PROMPT :: An image-free, word-for-word version of the records below is to be returned.

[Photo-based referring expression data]
───

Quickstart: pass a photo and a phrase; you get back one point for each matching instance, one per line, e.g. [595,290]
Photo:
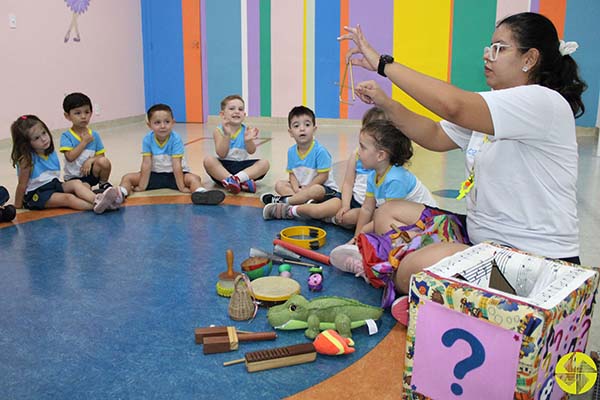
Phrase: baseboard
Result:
[282,121]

───

RESPONSE TO THE EXERCISE ::
Quickstart: pass a photo and a phrase; you get back one point for each matching instance, one per line, e.g. [595,290]
Photo:
Phrase: baseboard
Result:
[282,121]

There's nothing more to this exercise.